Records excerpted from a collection
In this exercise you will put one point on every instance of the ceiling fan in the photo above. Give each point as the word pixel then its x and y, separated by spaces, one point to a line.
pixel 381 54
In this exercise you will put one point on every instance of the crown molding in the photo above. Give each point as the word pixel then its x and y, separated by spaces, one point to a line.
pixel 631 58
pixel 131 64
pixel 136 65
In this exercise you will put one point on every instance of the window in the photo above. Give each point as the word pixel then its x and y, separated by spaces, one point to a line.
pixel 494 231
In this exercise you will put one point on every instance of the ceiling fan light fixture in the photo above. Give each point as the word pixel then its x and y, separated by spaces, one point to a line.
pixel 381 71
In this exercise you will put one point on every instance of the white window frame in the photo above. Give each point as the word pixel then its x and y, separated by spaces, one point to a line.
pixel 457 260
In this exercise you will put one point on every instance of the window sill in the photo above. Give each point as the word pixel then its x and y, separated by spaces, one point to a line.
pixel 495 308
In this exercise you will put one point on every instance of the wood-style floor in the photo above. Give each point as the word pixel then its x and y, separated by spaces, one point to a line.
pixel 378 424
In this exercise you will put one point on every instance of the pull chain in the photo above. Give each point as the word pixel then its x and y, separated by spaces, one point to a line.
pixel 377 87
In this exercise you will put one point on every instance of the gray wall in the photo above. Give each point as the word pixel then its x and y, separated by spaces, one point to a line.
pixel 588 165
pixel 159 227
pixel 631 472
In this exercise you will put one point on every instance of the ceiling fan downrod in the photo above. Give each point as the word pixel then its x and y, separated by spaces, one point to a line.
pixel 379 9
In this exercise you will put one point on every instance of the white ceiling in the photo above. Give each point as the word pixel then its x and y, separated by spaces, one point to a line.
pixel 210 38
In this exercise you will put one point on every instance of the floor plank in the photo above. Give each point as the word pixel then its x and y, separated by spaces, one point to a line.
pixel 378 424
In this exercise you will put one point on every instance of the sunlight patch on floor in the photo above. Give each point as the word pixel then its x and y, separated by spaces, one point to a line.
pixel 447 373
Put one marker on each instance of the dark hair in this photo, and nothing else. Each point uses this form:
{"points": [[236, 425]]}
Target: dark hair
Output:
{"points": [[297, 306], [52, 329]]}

**Exercise description**
Each record above needs to be given again exactly as written.

**Completed exercise**
In this exercise you will put one point on every instance of the ceiling fan in the photo above. Give each point as the word pixel then its x and y, separated by spaces, one point to a line.
pixel 381 54
In this exercise you will put one point on every instance of the crown molding in the photo above. Give each point as the word pixel then its x and y, separated by spaces, one point to a line.
pixel 631 58
pixel 131 64
pixel 136 65
In this exercise you will put one point on every instance of the window in the photo above. Give each point as the word pixel then its x and y, separated by spaces, one point to a line.
pixel 494 231
In this exercise you will put one point on every instance of the ceiling fan light fixture in the photo above. Give each point as the word pixel then its x and y, separated by spaces, one point to a line.
pixel 381 71
In this exercise you will put one point on every instance of the white window frame in the photo above. Give each point as the word pixel then its x and y, separated by spaces, one point to a line.
pixel 457 260
In this exercise you will put one point on every instance of the window sill in the photo above. Give each point as the word pixel then its x and y, separated by spaces, one point to a line.
pixel 495 308
In this exercise you will put one point on every instance of the wood-style floor in the photo above. Give each point as the word pixel then its x and y, separated by spaces, one point to a line.
pixel 378 424
In this exercise you will put one point on every instance of the pull chain in the photo above. Give each point as the word pixel then its x and y, separated by spaces, one point to a line.
pixel 377 87
In this exercise you will put one point on every instance of the gray wall in the photo above. Give each point as the word pixel then its x and y, separated by spaces, one point to a line.
pixel 588 165
pixel 159 227
pixel 631 472
In this exercise you will put one point on every instance of the ceiling fan downrod in the photo above. Give each point as the word pixel then its x and y, separated by spaces, one point to a line.
pixel 379 9
In this exercise you will put one point on every instance of the white ceiling in the photo above. Give each point as the word pixel then its x and y, separated by spaces, one point to a line.
pixel 210 38
In this exercise you will put one point on every instance of the floor plank in the photo above. Give each point as the word pixel then its x and y, separated by spaces, one point to a line.
pixel 378 424
In this exercise you will put one point on every instance of the sunlight patch on floor in the photo above. Give each point as the word pixel then its x and y, separated by spaces, one point to a line.
pixel 447 373
Put one marker on each instance of the dark hair in this photo, and nothing else. Each point uses this form:
{"points": [[236, 425]]}
Target: dark hair
Output:
{"points": [[297, 306], [52, 329]]}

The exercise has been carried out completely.